© Sylvain Anciaux

L’Arbre qui pousse: un écovillage pour vivre autrement

Le Vif

Quand une cinquantaine de personnes se posent la question du monde dans lequel elles veulent vivre, elles finissent par le créer. Cela s’est produit à Ottignies, où un écovillage a été mis sur pied. Reportage.

12 juin 2023. La Belgique connaît officiellement sa première vague de chaleur de l’année. Au sortir d’Ottignies, l’asphalte bouillante s’échappe vers un ilot de fraicheur, aussi bien dans les degrés que dans les idées. Le détour du chemin contourne une imposante ferme. Blanche, comme souvent dans le Brabant wallon. En janvier 2020, une quinzaine d’âmes s’installe dans les lieux qu’ils baptiseront l’Arbre qui pousse. Sur la bute d’un lopin de terre jouxtant la grange, un tilleul est planté pour l’occasion. Le premier d’une longue série.

Trois ans plus tard, environ trente personnes habitent les lieux, soit dans des appartements aménagés dans la ferme, soit en habitat léger sur ce qui est nommé « le terrain d’aventure », face au porche rouge. Le lieu est composé d’une crèche, d’une boulangerie, d’un chai, d’un restaurant, d’un atelier vélo, d’une pépinière et de généreux maraîchages qui écoulent leurs produits sur un marché organisé dans la cour de la ferme, le vendredi.

« Miracle, un confinement »

À la genèse du projet, Arthur, Juan et Pauline. Les trois sortent de leurs études « un peu utopistes, un peu optimistes, un peu déçus de ce que le monde avait à nous proposer, mais surtout avec une envie de vivre notre rêve ». Finalement, ce rêve est devenu réalité et attiré quelques dizaines d’utopistes. Au-delà du plan personnel, « c’est devenu un projet sociétal ». Parce qu’à l’Arbre qui pousse, tout le monde a bien compris que la question écologique n’est pas un sujet comme un autre. Il doit être transversal, concerner l’habitat, la consommation, l’urbanisme, les navettes. Au final, tout ici a été repensé de manière à réduire ses émissions, et à augmenter sa résilience.

▸ **Données fournies**:
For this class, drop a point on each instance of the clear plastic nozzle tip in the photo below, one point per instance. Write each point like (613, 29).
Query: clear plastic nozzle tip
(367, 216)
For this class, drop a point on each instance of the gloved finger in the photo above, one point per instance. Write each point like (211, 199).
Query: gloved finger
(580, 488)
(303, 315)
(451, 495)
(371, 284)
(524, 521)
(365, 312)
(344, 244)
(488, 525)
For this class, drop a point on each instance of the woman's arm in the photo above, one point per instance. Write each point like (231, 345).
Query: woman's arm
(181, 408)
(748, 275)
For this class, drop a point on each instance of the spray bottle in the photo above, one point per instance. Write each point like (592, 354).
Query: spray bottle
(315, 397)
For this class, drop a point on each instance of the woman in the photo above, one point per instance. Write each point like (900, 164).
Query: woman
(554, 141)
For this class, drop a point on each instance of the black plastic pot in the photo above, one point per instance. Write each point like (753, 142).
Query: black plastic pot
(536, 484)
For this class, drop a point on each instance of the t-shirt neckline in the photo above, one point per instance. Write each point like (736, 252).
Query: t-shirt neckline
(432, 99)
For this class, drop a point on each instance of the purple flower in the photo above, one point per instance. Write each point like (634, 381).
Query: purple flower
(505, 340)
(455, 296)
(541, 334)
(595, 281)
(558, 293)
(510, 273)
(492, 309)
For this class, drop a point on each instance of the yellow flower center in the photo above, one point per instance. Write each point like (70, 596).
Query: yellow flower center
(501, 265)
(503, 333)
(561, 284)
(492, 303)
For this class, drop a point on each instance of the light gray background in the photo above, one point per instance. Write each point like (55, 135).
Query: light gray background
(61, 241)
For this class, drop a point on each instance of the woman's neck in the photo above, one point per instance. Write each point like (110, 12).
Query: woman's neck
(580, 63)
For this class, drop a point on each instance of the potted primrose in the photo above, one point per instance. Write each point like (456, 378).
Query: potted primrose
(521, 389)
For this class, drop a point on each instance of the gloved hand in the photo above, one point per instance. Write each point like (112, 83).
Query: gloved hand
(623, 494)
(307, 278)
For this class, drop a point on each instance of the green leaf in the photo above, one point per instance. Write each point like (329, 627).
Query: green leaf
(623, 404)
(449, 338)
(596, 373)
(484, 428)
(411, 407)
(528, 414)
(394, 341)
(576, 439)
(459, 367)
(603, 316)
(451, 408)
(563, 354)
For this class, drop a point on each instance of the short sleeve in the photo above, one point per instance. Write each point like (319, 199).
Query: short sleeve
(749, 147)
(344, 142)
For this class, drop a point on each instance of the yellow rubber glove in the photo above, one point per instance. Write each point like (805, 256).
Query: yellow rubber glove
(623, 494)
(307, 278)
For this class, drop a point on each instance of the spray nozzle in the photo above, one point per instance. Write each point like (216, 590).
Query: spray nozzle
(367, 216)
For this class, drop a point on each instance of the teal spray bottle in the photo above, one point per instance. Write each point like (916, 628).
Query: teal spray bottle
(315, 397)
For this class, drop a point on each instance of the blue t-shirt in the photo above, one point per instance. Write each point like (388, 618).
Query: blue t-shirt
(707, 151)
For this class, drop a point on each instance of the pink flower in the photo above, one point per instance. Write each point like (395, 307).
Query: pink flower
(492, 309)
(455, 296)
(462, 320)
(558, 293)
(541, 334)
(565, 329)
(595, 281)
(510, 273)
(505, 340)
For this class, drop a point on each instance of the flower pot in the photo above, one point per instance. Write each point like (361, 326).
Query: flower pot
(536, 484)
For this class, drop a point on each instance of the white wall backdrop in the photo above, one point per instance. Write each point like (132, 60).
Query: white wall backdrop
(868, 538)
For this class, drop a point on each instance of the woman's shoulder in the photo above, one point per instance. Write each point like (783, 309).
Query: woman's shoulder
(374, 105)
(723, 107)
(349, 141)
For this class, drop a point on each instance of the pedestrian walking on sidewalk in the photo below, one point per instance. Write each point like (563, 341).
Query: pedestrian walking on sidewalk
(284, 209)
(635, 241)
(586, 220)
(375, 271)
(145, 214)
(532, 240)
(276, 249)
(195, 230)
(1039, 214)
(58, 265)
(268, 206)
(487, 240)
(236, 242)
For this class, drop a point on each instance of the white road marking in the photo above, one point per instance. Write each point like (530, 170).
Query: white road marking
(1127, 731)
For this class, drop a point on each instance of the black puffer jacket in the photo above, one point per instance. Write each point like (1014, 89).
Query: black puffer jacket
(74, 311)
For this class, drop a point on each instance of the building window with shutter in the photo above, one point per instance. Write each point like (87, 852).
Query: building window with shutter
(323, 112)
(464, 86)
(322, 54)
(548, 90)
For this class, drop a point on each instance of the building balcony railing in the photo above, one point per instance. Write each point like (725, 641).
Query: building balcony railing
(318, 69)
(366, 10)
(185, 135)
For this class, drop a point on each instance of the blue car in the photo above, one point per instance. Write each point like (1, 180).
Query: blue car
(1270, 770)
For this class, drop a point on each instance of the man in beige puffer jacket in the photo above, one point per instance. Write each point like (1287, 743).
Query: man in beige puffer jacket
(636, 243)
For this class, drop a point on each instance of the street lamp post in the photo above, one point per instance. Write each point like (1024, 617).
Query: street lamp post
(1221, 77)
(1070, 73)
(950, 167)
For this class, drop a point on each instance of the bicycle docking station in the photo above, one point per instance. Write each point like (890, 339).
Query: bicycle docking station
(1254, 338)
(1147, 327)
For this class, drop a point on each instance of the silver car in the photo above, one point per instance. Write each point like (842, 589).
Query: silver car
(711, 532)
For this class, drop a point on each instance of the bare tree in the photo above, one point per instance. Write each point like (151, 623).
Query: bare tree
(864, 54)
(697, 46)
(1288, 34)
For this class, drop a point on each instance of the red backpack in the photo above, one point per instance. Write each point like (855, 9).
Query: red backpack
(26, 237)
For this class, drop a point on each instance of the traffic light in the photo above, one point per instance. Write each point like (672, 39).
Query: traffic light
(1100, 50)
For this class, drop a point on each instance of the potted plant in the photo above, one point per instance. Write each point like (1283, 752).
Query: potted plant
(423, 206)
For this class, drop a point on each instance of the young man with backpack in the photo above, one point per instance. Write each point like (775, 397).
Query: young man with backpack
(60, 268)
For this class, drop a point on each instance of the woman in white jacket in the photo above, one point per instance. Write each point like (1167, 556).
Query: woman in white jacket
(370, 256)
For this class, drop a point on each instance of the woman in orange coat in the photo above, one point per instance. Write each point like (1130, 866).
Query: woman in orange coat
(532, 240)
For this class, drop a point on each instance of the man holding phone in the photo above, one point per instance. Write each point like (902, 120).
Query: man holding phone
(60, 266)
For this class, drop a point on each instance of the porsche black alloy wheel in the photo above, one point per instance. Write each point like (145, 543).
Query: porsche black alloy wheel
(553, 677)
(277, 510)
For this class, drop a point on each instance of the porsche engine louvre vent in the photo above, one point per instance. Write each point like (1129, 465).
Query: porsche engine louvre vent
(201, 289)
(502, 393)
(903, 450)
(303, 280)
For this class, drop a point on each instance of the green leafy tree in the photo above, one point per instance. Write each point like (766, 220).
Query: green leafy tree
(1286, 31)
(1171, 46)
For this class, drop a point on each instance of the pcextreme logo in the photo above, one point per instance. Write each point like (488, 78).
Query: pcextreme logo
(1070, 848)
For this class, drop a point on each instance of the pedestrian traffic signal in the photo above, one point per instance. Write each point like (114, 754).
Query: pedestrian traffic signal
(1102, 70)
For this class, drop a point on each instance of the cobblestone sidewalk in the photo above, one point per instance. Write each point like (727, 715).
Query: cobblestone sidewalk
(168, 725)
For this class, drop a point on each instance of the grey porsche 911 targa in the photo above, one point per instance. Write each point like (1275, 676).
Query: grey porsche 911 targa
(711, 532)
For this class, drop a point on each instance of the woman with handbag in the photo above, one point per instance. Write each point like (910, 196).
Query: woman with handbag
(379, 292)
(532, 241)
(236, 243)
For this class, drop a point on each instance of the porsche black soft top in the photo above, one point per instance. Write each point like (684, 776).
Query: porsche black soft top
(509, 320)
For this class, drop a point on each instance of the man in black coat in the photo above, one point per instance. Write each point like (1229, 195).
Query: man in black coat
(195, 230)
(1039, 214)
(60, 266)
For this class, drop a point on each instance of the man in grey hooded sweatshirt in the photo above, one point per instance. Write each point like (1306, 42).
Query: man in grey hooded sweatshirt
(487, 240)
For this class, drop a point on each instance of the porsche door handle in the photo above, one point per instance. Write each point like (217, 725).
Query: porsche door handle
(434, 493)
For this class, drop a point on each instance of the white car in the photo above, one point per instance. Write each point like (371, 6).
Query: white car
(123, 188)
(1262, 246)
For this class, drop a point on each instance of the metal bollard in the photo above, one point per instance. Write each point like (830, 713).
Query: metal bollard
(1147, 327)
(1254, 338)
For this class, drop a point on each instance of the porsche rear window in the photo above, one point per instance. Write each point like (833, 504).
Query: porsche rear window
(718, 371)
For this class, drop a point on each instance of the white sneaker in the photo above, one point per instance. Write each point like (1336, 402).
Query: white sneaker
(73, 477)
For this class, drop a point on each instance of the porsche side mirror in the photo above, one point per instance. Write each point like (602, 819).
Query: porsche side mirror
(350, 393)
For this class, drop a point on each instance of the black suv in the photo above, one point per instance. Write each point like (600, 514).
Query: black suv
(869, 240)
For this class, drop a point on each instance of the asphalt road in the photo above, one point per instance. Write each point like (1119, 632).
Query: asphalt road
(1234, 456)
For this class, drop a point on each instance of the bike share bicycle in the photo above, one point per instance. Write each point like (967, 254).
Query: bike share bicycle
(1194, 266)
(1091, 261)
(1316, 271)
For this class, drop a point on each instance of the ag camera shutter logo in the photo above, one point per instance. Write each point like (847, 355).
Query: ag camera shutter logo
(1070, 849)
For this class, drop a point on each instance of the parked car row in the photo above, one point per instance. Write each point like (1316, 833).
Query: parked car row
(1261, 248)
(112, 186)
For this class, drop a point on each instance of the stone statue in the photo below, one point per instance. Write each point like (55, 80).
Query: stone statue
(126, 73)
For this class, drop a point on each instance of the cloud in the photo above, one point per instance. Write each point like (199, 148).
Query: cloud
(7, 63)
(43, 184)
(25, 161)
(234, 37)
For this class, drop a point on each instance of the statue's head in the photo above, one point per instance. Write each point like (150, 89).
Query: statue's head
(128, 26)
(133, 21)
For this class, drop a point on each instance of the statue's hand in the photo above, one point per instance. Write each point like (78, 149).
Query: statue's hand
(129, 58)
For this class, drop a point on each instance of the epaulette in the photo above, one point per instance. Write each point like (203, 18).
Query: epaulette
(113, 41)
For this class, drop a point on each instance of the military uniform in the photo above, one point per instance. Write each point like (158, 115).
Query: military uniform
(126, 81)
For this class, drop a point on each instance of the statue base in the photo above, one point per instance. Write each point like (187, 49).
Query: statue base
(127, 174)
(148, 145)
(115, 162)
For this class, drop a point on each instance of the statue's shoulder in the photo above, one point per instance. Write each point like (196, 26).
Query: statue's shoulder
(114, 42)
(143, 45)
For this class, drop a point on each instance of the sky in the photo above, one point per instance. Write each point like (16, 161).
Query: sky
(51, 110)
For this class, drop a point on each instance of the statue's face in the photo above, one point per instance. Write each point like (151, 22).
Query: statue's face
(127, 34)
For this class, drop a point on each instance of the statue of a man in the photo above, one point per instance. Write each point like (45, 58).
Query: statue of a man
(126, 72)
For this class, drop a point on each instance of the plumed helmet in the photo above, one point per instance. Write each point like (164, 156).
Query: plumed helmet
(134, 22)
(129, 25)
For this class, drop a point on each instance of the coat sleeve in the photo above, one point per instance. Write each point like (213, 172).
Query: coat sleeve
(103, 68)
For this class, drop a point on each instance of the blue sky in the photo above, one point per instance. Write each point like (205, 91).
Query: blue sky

▸ **Travail demandé**:
Répondez à ces questions sur le reportage :
(a) Quel arbre a été planté lors de l'installation en janvier 2020 ?
(b) Quel jour de la semaine se tient le marché dans la cour de la ferme ?
(c) Quelles trois personnes sont à la genèse du projet ?
Appuyez-vous uniquement sur le reportage.

▸ **Réponse**:
(a) Un tilleul.
(b) Le vendredi.
(c) Arthur, Juan et Pauline.